Kutipan Halaman>
▶
Di COP 26, Isu Perubahan Iklim Diklaim Belum Sepenuhnya Diakomodir Pemerintah
ENERGI November 3, 2021 Editor SitusEnergi 0

Jakarta, situsenergi.com
Presiden Joko Widodo di depan para pemimpin dunia menyampaikan beberapa hal terkait isu perubahan iklim diantaranya berkenaan dengan deforestasi dan energi. Dalam pidatonya Presiden Joko Widodo menyampaikan bahwa laju deforestasi Indonesia mengalami penurunan signifikan, terendah dalam 20 tahun terakhir. Selain itu, kebakaran hutan juga mengalami penurunan 82% di tahun 2020.
Sawit Watch (2021) mencatat 1061 komunitas mempunyai konflik dengan perkebunan sawit dimana 108 kasus diantaranya terjadi di kawasan hutan. Dua hari yang lalu sebelum pidato Pak Jokowi tersebut, tepatnya 29 Oktober 2021, di Sungai Selentik Desa Lubuk Jering, Ujong Doho Desa Pematang Kabau dan Singosari Desa Pematang Kabau, Kabupaten Sarolangun terjadi konflik agraria antara masyarakat adat, Orang Rimba, Jambi dengan satuan pengamanan (satpam) suatu perusahaan sawit milik group besar di Indonesia.
“Lewat perijinan yang dikeluarkan oleh pemerintah untuk perusahaan sawit, hutan-hutan dikonversi menjadi perkebunan sawit,” kata. Sawit Watch dalam pernyataannya, Rabu (03/11/2021).
Dikatakannya, terjadi perbedaan angka deforestasi oleh beberapa pihak, ini disebabkan oleh perbedaan definisi hutan yang diacu. Deforestasi di Indonesia tetap eksis bahkan mengalami peningkatan.
Forest Watch Indonesia (2020) menyatakan deforestasi mengalami peningkatan selama periode 2013-2017 yaitu sebesar 1,47 juta hektar/tahun dibandingkan dengan periode 2009-2013 yang hanya 1,1 juta.
Selain deforestasi, terdapat tumpang tindih kawasan hutan dengan perkebunan sawit. Saat ini terdata sebanyak 3,4 juta hektar perkebunan sawit di dalam kawasan hutan (KPK, 2018). Pemerintah Indonesia menyelesaikan dengan kerangka ‘mirip pemutihan’ bukan penegakan hukum tetapi sanksi administratif dan sanksi pembayaran denda (UU Cipta Kerja dan PP 24 tahun 2021).
Hal lain adalah ekspansi sawit di Indonesia menjadi salah satu penyumbang perubahan penggunaan lahan yang berdampak bagi Indonesia juga secara global.
◀
Data yang Diberikan>
▶
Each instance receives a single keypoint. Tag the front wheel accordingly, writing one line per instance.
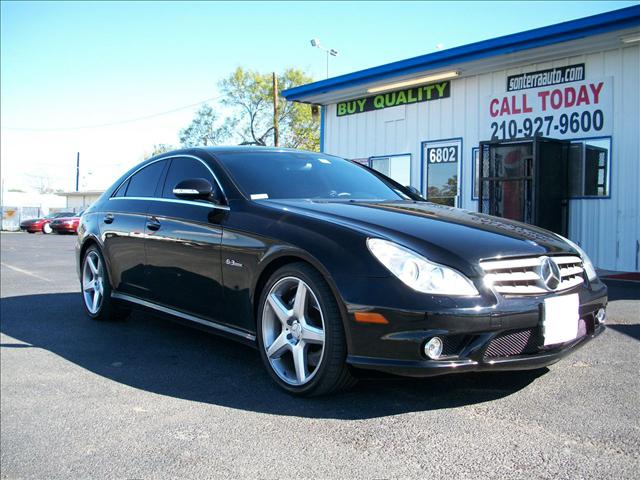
◀
Daftar Tugas>
1. Menurut artikel tentang isu perubahan iklim di COP 26, berapa luas perkebunan sawit yang terdata berada di dalam kawasan hutan?
2. Lanjutkan artikel tentang isu perubahan iklim di COP 26 mulai dari kalimat sesudah kalimat terakhirnya.

Daftar Jawaban>
1. Sebanyak 3,4 juta hektar perkebunan sawit terdata berada di dalam kawasan hutan (KPK, 2018).

2.
“Wacana untuk menggantikan fossil fuel dengan biofuel berbasis sawit hanyalah sebuah solusi palsu yang tidak berkelanjutan, dikhawatirkan hanya akan memperburuk keadaan terutama mengakselerasi alih fungsi lahan dan hutan menjadi sawit,” tegasnya.
Setidaknya diperlukan 15 juta hektar kebun sawit tambahan baru untuk memenuhi pergantian dari fossil fuel menuju bauran biodiesel.
Padahal emisi dari perubahan penggunaan lahan gambut dan hutan menjadi sawit untuk memproduksi minyak sawit atau Crude Palm Oil hampir sama dengan fossil fuel atau bahkan melebihi emisi fossil fuel akibat Indirect Land Use Change yang terjadi.
“Pidato Pak Jokowi di COP 26 secara garis besar belum menunjukkan realitas apa yang sebenarnya terjadi di kawasan hutan dan perkebunan sawit, dan belum memberikan solusi-solusi konkret dalam hal pemajuan agenda-agenda perubahan iklim, yakni pencapaian penurunan emisi sebesar 29% dengan upaya sendiri hingga 41% dengan bantuan internasional,” katanya.
Ambisi terbesar penurunan emisi berasal dari sektor kehutanan, dengan target penurunan emisi sebesar 17,2% hingga 38% hingga 2030 mendatang.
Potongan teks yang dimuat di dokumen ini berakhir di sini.